======== Records to process ========

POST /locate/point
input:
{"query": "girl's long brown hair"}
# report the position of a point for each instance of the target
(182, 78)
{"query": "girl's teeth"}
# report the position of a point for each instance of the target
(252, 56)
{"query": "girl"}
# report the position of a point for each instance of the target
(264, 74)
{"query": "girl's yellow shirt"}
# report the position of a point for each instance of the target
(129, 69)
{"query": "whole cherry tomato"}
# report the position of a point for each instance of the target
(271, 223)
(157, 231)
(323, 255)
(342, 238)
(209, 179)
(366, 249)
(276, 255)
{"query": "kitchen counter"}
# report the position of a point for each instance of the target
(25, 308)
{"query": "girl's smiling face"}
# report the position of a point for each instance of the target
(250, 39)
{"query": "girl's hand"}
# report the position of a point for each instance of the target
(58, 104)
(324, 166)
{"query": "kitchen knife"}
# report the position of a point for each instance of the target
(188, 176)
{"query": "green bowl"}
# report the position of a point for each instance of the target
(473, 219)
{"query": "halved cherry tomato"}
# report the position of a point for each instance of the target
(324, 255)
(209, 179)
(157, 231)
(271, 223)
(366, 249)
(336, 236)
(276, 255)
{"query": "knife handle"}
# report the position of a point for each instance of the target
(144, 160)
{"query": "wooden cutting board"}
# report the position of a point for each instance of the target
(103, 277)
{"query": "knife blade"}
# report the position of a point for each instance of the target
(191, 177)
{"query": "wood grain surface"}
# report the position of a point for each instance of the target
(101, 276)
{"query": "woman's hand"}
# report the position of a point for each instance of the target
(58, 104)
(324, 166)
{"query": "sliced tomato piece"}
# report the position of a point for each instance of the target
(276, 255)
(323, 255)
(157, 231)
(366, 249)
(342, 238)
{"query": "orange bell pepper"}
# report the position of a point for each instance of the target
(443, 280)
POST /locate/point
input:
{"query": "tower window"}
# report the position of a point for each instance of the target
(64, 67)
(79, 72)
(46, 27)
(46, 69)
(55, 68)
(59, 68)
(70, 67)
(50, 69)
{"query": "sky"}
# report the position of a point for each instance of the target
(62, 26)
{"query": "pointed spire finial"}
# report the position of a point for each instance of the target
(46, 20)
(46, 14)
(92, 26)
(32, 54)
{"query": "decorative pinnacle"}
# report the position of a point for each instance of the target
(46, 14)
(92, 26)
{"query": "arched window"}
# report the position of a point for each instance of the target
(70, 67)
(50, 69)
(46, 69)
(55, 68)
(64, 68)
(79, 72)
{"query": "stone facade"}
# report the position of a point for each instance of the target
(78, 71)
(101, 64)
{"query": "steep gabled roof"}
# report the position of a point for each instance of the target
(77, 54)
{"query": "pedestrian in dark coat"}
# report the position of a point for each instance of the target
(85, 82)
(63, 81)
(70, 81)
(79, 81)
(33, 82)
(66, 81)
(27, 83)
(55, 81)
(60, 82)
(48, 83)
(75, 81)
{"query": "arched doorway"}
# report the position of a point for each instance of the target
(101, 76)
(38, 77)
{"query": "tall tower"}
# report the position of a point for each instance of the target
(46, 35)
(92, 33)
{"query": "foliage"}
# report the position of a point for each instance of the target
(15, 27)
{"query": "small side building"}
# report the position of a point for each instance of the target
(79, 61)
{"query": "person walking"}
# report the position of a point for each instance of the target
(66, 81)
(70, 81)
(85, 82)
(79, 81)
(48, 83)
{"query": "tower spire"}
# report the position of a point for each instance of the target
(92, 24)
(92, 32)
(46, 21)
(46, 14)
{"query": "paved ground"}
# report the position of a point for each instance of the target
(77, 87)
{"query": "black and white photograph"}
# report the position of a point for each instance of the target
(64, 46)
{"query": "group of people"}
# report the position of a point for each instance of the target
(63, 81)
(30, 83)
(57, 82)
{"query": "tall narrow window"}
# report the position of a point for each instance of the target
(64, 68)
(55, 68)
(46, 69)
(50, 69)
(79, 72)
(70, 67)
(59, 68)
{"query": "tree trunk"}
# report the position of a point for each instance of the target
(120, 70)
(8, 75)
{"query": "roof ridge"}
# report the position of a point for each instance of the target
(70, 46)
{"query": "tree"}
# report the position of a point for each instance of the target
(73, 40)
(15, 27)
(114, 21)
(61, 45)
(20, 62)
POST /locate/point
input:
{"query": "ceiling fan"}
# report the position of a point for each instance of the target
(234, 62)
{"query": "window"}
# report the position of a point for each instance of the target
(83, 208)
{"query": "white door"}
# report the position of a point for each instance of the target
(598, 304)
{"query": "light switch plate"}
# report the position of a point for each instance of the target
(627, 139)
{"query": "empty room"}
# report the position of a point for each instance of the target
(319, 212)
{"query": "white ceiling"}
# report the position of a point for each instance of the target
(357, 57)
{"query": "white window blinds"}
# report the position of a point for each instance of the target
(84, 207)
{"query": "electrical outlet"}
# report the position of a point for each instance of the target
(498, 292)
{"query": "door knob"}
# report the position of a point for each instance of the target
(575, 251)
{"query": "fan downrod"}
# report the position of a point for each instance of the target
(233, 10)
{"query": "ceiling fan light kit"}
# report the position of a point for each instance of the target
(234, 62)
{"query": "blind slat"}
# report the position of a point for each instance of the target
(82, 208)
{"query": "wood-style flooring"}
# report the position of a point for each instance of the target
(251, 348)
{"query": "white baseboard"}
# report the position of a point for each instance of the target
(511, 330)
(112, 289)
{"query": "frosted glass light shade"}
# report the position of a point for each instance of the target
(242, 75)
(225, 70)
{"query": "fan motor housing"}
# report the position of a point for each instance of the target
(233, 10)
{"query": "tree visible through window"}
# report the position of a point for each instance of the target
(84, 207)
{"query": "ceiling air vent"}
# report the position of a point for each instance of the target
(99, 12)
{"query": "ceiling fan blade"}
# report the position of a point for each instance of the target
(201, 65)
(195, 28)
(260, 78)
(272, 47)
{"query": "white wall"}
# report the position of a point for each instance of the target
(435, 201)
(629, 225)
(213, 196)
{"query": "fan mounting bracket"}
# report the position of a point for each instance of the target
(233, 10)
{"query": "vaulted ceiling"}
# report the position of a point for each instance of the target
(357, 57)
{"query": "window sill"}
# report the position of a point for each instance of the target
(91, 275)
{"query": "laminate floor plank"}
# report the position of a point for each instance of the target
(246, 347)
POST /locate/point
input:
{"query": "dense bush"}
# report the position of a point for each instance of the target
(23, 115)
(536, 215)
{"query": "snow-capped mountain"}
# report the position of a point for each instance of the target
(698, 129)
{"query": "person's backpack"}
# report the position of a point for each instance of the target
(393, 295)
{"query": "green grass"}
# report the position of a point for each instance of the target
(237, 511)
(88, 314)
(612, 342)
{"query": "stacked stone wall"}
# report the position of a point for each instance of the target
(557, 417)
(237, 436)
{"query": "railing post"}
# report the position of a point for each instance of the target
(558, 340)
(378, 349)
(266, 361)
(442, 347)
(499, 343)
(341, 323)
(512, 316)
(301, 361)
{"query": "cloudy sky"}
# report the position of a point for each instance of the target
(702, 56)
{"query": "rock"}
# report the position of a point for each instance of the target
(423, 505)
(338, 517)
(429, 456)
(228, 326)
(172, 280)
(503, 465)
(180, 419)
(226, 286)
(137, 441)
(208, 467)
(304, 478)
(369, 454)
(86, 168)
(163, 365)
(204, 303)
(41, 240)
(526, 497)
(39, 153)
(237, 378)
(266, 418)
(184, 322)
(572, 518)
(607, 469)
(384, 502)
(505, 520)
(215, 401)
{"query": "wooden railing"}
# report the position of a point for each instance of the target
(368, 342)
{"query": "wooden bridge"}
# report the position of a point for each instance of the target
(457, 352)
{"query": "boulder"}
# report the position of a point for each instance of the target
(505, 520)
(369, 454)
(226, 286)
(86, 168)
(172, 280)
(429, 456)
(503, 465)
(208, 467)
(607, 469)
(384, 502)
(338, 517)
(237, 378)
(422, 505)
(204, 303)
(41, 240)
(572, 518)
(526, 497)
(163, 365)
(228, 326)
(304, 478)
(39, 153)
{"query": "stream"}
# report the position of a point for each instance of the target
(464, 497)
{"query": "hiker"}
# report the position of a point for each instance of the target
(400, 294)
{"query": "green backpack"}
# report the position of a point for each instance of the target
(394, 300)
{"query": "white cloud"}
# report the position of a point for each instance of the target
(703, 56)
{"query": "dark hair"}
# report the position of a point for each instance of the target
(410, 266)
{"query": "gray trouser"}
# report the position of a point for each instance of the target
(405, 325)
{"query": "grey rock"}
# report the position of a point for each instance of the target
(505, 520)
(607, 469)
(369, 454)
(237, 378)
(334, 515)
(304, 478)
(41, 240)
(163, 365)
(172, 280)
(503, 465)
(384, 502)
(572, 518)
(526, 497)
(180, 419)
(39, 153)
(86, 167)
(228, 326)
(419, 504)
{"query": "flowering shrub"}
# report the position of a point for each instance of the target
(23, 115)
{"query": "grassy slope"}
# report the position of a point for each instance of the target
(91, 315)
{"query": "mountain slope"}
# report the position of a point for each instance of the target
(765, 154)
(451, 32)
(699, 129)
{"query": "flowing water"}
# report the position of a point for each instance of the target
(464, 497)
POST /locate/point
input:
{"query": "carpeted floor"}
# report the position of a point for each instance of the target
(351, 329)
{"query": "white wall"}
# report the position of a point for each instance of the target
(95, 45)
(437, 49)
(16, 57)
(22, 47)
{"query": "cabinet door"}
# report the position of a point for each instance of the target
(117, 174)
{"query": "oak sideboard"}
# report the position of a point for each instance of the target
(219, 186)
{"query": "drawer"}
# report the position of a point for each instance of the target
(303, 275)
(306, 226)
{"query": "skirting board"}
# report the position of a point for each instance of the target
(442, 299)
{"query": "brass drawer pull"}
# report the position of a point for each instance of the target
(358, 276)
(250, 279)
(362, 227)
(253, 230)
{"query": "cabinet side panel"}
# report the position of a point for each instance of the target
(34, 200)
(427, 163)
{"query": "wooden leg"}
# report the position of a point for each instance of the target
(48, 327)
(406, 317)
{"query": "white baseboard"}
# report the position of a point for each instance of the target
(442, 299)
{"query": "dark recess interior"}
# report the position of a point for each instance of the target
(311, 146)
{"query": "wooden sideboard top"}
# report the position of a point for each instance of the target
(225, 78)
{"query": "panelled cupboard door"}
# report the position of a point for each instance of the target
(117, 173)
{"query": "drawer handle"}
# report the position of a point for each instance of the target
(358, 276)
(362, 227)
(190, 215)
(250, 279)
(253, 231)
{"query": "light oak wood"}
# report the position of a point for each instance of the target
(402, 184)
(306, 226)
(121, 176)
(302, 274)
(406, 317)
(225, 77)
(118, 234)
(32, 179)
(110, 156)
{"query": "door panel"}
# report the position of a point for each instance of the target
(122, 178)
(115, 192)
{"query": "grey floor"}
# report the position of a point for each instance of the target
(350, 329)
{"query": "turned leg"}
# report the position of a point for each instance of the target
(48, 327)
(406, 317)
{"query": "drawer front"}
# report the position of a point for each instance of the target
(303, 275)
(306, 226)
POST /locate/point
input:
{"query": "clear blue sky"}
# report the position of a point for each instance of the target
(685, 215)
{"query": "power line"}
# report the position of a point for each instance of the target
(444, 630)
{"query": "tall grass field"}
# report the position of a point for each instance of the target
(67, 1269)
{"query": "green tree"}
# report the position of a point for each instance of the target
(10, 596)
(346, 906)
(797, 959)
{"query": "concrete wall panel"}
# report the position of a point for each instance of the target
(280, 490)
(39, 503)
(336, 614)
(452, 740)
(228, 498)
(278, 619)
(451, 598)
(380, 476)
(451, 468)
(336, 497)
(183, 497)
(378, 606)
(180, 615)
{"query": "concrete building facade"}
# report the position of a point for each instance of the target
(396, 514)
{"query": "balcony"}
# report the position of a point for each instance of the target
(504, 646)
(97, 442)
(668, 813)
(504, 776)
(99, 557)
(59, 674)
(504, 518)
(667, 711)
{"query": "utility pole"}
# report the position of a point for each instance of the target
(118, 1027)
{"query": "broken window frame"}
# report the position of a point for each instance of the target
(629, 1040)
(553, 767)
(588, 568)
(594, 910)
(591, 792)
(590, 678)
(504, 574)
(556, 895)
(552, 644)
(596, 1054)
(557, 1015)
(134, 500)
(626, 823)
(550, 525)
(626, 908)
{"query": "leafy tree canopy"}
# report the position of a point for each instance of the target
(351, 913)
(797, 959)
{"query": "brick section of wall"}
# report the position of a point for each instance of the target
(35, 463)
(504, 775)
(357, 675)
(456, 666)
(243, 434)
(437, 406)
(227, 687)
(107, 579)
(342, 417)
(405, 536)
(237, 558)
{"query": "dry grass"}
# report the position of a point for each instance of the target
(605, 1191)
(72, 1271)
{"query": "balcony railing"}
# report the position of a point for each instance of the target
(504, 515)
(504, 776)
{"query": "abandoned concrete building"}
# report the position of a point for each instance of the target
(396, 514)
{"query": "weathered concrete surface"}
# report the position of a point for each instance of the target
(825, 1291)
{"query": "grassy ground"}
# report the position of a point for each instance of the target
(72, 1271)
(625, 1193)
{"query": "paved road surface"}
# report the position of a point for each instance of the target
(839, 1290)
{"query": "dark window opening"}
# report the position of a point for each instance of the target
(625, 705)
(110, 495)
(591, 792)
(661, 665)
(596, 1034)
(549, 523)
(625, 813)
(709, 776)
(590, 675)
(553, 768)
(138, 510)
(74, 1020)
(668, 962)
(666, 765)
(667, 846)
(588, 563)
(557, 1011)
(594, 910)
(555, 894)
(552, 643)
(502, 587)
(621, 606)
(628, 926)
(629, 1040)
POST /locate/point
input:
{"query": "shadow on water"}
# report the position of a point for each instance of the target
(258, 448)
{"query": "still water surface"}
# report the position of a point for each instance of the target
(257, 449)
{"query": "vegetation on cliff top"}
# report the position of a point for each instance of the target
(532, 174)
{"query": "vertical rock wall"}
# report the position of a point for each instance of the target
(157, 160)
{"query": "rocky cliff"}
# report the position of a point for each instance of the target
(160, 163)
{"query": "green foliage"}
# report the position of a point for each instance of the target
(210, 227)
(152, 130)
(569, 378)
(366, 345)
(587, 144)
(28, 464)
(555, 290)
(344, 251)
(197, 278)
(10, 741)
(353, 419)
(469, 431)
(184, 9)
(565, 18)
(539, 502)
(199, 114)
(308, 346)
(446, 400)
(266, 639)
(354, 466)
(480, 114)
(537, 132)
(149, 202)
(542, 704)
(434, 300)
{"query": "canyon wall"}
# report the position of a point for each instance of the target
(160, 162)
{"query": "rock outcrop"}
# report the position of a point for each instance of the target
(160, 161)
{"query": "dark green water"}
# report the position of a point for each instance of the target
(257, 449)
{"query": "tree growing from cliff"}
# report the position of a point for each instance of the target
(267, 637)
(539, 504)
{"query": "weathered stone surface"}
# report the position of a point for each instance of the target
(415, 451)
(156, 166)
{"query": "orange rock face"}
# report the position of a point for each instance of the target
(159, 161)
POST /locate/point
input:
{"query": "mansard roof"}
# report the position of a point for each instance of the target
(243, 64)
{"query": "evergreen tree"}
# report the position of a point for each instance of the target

========

▶ _Requirements_:
Tally the lines of the rows above that contain the string "railing", with case counting, and give only the number.

▶ _The answer_:
3